Could you reproduce all of the material below word for word, leaving the pictures out?

____

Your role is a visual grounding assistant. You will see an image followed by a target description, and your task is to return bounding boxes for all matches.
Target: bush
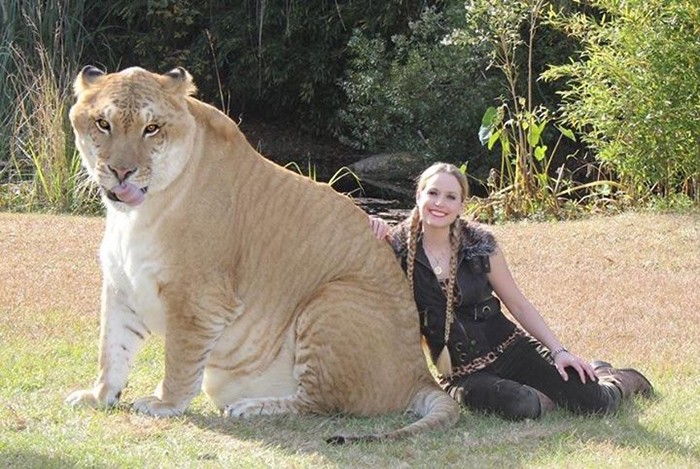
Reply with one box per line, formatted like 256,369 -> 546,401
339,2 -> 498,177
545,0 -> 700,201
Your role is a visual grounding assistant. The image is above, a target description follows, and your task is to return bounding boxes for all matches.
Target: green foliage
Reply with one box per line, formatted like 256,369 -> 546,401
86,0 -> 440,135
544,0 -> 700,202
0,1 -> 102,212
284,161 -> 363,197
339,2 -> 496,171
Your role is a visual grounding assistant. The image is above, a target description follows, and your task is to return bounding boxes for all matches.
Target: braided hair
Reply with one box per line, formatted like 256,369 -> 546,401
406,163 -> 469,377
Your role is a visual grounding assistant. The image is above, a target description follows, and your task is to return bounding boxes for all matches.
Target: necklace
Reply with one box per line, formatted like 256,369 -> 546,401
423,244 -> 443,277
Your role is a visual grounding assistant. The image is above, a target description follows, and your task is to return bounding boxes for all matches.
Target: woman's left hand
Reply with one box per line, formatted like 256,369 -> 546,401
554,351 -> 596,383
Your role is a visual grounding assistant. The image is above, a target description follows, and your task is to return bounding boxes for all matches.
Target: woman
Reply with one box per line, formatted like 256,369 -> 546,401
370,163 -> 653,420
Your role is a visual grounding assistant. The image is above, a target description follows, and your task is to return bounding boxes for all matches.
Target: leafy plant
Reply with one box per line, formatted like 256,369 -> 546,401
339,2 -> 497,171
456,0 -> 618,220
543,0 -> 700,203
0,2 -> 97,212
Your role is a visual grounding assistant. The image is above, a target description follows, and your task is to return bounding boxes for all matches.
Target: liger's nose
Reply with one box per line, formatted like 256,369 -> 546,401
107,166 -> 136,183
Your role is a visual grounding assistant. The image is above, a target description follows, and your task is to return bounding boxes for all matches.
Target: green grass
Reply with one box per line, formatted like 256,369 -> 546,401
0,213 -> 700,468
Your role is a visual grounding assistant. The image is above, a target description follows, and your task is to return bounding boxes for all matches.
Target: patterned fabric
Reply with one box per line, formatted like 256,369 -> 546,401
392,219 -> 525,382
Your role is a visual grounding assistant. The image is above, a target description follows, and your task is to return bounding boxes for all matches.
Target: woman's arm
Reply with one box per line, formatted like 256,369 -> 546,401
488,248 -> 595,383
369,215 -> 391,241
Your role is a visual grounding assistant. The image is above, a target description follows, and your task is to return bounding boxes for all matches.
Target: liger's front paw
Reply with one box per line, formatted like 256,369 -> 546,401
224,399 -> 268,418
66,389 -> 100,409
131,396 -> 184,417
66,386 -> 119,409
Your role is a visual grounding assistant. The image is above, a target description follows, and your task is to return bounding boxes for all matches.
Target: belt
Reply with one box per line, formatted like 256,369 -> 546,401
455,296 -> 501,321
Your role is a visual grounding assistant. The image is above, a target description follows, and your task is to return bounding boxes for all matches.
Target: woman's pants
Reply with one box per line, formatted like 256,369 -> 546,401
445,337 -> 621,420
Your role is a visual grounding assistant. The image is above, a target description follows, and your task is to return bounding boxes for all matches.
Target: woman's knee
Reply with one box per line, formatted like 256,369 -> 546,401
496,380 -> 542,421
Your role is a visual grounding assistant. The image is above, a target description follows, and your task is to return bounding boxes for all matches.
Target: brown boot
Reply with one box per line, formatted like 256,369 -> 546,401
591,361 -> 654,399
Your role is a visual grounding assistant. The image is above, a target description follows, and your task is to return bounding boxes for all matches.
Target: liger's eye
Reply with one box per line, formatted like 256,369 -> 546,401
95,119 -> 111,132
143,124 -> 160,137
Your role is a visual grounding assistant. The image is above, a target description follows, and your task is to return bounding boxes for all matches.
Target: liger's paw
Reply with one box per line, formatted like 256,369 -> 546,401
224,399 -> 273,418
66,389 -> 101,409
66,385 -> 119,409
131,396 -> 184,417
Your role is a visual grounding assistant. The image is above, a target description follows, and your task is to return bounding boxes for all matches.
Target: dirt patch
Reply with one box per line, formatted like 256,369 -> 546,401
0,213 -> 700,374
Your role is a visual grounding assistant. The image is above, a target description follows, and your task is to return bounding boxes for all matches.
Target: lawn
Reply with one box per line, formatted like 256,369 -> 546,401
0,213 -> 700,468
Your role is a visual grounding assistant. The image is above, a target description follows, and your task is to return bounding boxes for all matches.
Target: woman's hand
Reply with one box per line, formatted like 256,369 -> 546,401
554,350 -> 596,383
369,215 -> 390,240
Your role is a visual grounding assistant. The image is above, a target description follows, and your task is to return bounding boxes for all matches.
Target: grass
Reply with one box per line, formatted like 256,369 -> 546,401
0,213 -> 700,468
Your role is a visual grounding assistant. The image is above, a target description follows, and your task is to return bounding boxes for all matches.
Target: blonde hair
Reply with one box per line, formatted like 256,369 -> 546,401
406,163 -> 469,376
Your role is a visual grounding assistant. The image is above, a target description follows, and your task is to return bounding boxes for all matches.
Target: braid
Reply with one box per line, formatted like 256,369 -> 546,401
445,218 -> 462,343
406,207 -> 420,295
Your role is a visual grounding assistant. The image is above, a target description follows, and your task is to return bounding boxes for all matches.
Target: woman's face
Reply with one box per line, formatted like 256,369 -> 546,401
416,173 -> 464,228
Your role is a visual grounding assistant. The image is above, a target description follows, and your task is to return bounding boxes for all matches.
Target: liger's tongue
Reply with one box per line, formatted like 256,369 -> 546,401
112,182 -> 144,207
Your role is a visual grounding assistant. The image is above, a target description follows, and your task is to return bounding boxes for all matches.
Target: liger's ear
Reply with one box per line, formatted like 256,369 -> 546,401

____

**Final answer**
Your role is a visual grounding assistant. You will see an image followed by a target description, and your task is to return bounding boxes for all matches.
Target: bush
Reply with one box per line, formatted like 256,369 -> 546,401
339,2 -> 498,177
545,0 -> 700,201
Your role is a visual grounding assistant. The image is above, a target description follows, and your task is to return bounding boxes for all matches.
Target: green foliage
Reply with one box per line, formatted like 256,369 -> 546,401
86,0 -> 440,135
544,0 -> 700,202
0,1 -> 102,212
284,161 -> 363,197
339,2 -> 496,171
Your role is a visual grounding assistant. The image is above, a target description follows, and your task is to return bounding boxes for all matches.
Target: braided hair
Reply with one box per line, formatted like 256,369 -> 546,401
406,163 -> 469,377
Your role is a visual grounding assistant. The image is above, a target description follows, and your task is to return bounding boxes for all matches.
Target: necklace
Reply with one box per line, formatted like 256,369 -> 546,401
423,244 -> 443,277
Your role is a visual grounding assistant. The image is above, a target description follows, and your task is to return bounding boxes for all matches.
Target: woman's left hand
Reply with one box per line, formatted like 256,369 -> 546,401
554,351 -> 596,383
Your role is a visual grounding assistant. The image is above, a target description follows, and your task is to return bounding boxes for all matches.
Target: woman
Reply with one box per line, formatted like 256,369 -> 546,401
370,163 -> 653,420
Your role is a visual grounding assistant. The image is above, a target description follows, and your task is to return bounding boxes for all matches.
Target: leafy plant
Reply with one box per line, formatted like 256,369 -> 546,401
339,2 -> 497,171
456,0 -> 618,220
543,0 -> 700,203
0,2 -> 97,212
Your role is a visual grounding assistant. The image is above, a target description follows, and your task is to return bounding boxes for all matches.
Target: liger's nose
Reply with one box per line, formatted like 256,369 -> 546,401
107,166 -> 136,183
Your role is a visual grounding assistant. The image is above, a target description follows, and your task is to return bounding boxes for all matches.
Target: green grass
Reply with one box per line, formatted like 256,369 -> 546,401
0,213 -> 700,468
Your role is a visual grounding assistant. The image is above, a target description follows, and your task is to return bounding boxes for all matches.
Target: patterned fabric
Reply with one box per line, formatted like 256,369 -> 546,401
392,219 -> 525,382
Your role is a visual grounding assistant. The image is above, a target description follows, and your task is to return bounding boxes for all matches.
Target: woman's arm
Reply with one box per line, formatted like 256,369 -> 546,401
488,248 -> 595,383
369,215 -> 391,241
Your role is a visual grounding assistant. The image is above, a target description follows, and your task is to return bounding boxes for all matches.
Target: liger's front paw
Reply with one box per line, formatted like 256,369 -> 546,401
224,399 -> 268,418
66,389 -> 100,409
131,396 -> 184,417
66,386 -> 119,409
Your role is a visual grounding assistant. The image is above, a target description follows, and your task is to return bounding boxes for all matches.
Target: belt
Reply with one box per line, formatted like 256,369 -> 546,401
455,296 -> 501,321
Your role is a visual grounding assistant. The image is above, a target description follows, and your task is to return bounding boxes for all matches.
Target: woman's pants
Reply with one box per line, formatted like 256,369 -> 546,401
445,337 -> 621,420
Your role is a visual grounding assistant. The image is above, a target description follows, and your task is to return bounding boxes for all matches.
Target: woman's knee
Reply with one box per line, formatted like 256,369 -> 546,401
496,380 -> 542,421
Your role is a visual grounding assistant. The image is above, a target description follows, and your task is to return bounding boxes for all matches.
Target: brown boot
Reply with one box per line, formatted like 256,369 -> 546,401
591,361 -> 654,399
Your role is a visual grounding assistant. The image is above, a target description follows, and your task is to return bounding boxes for all matches.
Target: liger's eye
Reply with one box per line, formatted like 256,369 -> 546,401
95,119 -> 111,132
143,124 -> 160,137
Your role is a visual grounding assistant. The image is above, a target description follows, and your task is to return bounding boxes for all matches.
Target: liger's paw
Reply with one box per line, formatted like 256,369 -> 546,401
224,399 -> 273,418
66,389 -> 101,409
66,385 -> 119,409
131,396 -> 184,417
Your role is a visual grounding assistant. The image is above, a target description follows, and your task is to return bounding boxes for all matches.
Target: dirt patch
Reply with one box per line, formatted like 256,369 -> 546,401
0,213 -> 700,374
Your role is a visual grounding assistant. The image is above, a target description follows, and your task is to return bounding boxes for all matches.
Target: lawn
Reply with one box per line, formatted like 256,369 -> 546,401
0,213 -> 700,468
Your role is a visual grounding assistant. The image is above, a target description follows, and your task is to return bounding boxes for all matches.
Target: woman's hand
Reply with one box per line, formatted like 256,369 -> 546,401
554,350 -> 596,383
369,215 -> 390,240
Your role is a visual grounding assistant. The image is above, a target description follows, and your task is to return bounding boxes for all matches.
Target: grass
Reply with one box per line, formatted like 256,369 -> 546,401
0,213 -> 700,468
Your role is a visual grounding assistant. The image is above, a target description follows, and your task is to return bounding boxes for all matches.
Target: blonde hair
Reply with one box per line, formatted like 256,369 -> 546,401
406,163 -> 469,376
Your role is a visual grounding assistant. The image is above, a target description follows, and your task is to return bounding boxes for all matches.
Target: braid
Reply with one box per line, formatted like 256,369 -> 546,401
445,218 -> 462,343
406,207 -> 420,295
Your role is a visual grounding assistant. The image is above, a target description follows, and your task is to return bounding boxes for all matches.
Target: woman's face
Reply with one box per line, formatted like 256,369 -> 546,401
416,173 -> 464,228
Your role is a visual grounding assistant. The image is above, a target description follows, and your task is to return bounding boxes for all matches.
Target: liger's tongue
Reply with one box per line, formatted like 256,369 -> 546,401
112,182 -> 144,207
Your role is a visual grounding assistant. The image is above, a target description follows, and your task is to return bounding boxes for all matches.
Target: liger's ear
Reply with one box per line, formatted like 256,369 -> 546,401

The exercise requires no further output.